### RECORDS TO PROCESS
☆ ☆ ☆ ☆ ☆
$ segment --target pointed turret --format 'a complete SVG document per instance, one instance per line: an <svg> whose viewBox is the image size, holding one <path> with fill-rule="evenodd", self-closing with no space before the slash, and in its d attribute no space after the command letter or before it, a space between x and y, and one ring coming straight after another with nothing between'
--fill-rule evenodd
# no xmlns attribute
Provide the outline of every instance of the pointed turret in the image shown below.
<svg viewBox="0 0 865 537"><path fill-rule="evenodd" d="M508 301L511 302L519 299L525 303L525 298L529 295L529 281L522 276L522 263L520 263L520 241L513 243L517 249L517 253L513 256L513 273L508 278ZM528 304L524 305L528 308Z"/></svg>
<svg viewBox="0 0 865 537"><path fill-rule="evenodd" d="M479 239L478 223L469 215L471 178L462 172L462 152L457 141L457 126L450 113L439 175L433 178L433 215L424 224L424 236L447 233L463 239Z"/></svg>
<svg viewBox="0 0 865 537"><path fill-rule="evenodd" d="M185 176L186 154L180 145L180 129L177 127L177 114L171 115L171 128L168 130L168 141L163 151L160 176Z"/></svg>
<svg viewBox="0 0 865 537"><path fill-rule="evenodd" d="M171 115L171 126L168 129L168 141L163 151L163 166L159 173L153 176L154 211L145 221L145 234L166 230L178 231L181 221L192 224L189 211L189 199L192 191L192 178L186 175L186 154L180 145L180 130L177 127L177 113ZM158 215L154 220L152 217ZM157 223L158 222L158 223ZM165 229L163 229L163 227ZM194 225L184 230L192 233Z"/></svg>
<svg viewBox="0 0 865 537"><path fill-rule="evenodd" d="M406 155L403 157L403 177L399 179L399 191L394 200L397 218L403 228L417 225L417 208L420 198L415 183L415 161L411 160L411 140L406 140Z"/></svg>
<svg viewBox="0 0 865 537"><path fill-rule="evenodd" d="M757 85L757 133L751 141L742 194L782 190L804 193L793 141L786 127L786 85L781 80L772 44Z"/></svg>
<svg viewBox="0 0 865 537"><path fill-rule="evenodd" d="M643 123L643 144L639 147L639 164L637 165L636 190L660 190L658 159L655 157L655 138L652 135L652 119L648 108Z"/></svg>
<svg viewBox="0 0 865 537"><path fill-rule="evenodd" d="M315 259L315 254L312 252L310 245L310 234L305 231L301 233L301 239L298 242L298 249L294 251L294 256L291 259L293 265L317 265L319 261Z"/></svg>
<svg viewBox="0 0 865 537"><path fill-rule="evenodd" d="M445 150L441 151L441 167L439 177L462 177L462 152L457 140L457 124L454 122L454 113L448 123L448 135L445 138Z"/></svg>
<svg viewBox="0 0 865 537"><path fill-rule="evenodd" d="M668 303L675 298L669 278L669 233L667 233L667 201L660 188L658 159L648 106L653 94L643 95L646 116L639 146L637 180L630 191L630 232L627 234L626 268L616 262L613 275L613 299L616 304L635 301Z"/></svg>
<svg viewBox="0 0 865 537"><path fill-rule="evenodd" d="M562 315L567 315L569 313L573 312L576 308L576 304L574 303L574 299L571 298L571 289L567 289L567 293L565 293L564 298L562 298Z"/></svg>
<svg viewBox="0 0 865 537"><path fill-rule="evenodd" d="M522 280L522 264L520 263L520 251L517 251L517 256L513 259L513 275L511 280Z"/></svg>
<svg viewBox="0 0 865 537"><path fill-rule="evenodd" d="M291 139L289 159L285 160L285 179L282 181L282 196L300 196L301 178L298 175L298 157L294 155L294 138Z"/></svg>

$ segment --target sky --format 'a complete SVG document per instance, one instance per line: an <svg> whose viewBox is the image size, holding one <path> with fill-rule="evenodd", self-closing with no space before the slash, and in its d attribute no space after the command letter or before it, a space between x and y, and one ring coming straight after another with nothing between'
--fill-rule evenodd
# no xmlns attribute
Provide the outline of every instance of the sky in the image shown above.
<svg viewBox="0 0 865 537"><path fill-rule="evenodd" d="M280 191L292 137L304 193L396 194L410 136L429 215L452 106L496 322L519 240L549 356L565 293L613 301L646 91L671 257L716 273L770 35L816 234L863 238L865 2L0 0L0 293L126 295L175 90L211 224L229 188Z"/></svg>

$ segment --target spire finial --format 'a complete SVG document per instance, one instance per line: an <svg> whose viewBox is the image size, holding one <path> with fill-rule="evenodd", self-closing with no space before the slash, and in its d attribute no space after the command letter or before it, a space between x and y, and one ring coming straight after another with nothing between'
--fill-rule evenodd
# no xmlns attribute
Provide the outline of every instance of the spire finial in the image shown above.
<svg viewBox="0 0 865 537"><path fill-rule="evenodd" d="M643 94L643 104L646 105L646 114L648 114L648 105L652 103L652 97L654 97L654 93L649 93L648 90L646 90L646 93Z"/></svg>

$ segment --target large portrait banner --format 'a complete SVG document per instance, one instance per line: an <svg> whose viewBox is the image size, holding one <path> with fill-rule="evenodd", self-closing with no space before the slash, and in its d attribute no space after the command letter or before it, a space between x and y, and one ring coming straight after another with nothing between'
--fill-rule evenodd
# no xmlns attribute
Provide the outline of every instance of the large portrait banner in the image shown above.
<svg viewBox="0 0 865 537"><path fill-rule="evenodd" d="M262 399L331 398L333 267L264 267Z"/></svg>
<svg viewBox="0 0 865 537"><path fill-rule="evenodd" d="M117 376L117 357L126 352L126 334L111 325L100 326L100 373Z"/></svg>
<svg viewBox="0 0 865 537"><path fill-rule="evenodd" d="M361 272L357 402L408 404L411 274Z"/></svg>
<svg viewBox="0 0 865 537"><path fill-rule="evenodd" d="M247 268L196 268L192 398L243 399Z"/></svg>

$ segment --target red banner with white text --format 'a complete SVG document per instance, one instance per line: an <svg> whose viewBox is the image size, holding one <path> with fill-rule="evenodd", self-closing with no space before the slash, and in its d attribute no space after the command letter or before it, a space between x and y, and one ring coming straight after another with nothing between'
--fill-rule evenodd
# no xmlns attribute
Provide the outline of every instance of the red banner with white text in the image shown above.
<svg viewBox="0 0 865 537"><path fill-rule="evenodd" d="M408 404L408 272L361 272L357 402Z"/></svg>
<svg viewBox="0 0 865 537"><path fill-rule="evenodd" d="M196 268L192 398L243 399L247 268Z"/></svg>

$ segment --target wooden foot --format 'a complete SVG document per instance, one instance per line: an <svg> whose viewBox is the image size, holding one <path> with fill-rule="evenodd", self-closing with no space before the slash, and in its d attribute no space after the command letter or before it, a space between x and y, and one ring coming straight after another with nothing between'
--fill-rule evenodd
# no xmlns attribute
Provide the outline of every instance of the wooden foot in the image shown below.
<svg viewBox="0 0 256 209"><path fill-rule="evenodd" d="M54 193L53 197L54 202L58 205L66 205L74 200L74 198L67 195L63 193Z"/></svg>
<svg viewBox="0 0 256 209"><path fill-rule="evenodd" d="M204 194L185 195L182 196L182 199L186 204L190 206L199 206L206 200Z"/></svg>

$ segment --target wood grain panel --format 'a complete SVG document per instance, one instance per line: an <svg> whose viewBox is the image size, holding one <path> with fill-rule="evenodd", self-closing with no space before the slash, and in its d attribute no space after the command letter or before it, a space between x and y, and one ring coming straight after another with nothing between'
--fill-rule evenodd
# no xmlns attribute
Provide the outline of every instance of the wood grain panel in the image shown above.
☆ ☆ ☆ ☆ ☆
### TASK GOAL
How many lines in the items contain the string "above" with matching case? Reply with the number alone.

### FULL SOLUTION
5